Te beoordelen tekst
ECLI:NL:GHAMS:2021:4450
Gerechtshof Amsterdam
- Raadkamer
- R.D. van Heffen
- E.A.G. van der Ouderaa
- A.M. van Amsterdam
- Rechtspraak.nl
Verschoningsbeslissing in strafzaak met medeverdachten
Op 1 oktober 2021 heeft de wrakingskamer van het Gerechtshof Amsterdam een beslissing genomen op het verzoek van een raadsheer, hierna verzoeker, om zich te mogen verschonen in een strafzaak met zaaknummer 23-000876-20. Verzoeker heeft aangegeven dat hij betrokken is geweest bij de berechting van een van de medeverdachten in dezelfde zaak, wat de schijn van partijdigheid zou kunnen oproepen. Dit heeft hem doen besluiten om een verzoek tot verschoning in te dienen.
De beoordeling van het verzoek is gebaseerd op de noodzaak van onafhankelijkheid en onpartijdigheid van de rechter. Het hof stelt vast dat een rechter in principe onpartijdig wordt geacht, tenzij er uitzonderlijke omstandigheden zijn die deze veronderstelling ondermijnen. In dit geval heeft het hof geen aanwijzingen gevonden dat verzoeker subjectief niet onpartijdig is. Echter, de omstandigheden die verzoeker heeft aangevoerd, bieden wel een objectieve basis voor de vrees dat de rechterlijke onpartijdigheid in het geding zou kunnen komen.
Daarom heeft het hof besloten het verzoek van verzoeker toe te wijzen, waardoor hij zich van de verdere behandeling van de procedure met zaaknummer 23-000876-20 mag verschonen. Deze beslissing is genomen door de rechters R.D. van Heffen, E.A.G. van der Ouderaa en A.M. van Amsterdam, en is uitgesproken op de openbare terechtzitting van 1 oktober 2021. De rechters Van der Ouderaa en Van Amsterdam waren niet in staat om de beslissing mede te ondertekenen.

Uit te voeren opdrachten
1. Neem uit de verschoningsbeslissing het gedeelte van "ECLI:NL:GHAMS:2021:4450" tot "in te dienen." opnieuw over en verwissel daarbij "wrakingskamer" voor "meervoudige kamer".
2. Geef voor elk van de volgende beweringen aan of zij overeenstemt met de verschoningsbeslissing, met ja of nee en de doorslaggevende woorden uit de tekst: (a) Het hof heeft aanwijzingen gevonden dat verzoeker subjectief niet onpartijdig is. (b) De beslissing is uitgesproken op een openbare terechtzitting. (c) Alle drie rechters hebben de beslissing mede ondertekend.

Regels uit gegevensset
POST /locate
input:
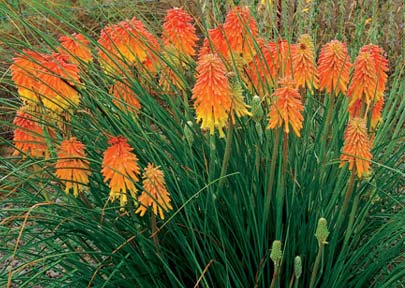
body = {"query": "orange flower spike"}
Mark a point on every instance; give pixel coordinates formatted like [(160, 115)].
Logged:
[(381, 67), (58, 79), (24, 73), (357, 147), (72, 168), (29, 137), (75, 47), (212, 94), (364, 80), (126, 42), (286, 108), (282, 57), (334, 67), (124, 97), (240, 30), (120, 167), (376, 113), (155, 193), (178, 31), (261, 70), (305, 71), (215, 43)]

Uitwerking per opdracht
1.
ECLI:NL:GHAMS:2021:4450
Gerechtshof Amsterdam
- Raadkamer
- R.D. van Heffen
- E.A.G. van der Ouderaa
- A.M. van Amsterdam
- Rechtspraak.nl
Verschoningsbeslissing in strafzaak met medeverdachten
Op 1 oktober 2021 heeft de meervoudige kamer van het Gerechtshof Amsterdam een beslissing genomen op het verzoek van een raadsheer, hierna verzoeker, om zich te mogen verschonen in een strafzaak met zaaknummer 23-000876-20. Verzoeker heeft aangegeven dat hij betrokken is geweest bij de berechting van een van de medeverdachten in dezelfde zaak, wat de schijn van partijdigheid zou kunnen oproepen. Dit heeft hem doen besluiten om een verzoek tot verschoning in te dienen.

2.
(a) Nee: "In dit geval heeft het hof geen aanwijzingen gevonden dat verzoeker subjectief niet onpartijdig is."
(b) Ja: "is uitgesproken op de openbare terechtzitting van 1 oktober 2021"
(c) Nee: "De rechters Van der Ouderaa en Van Amsterdam waren niet in staat om de beslissing mede te ondertekenen."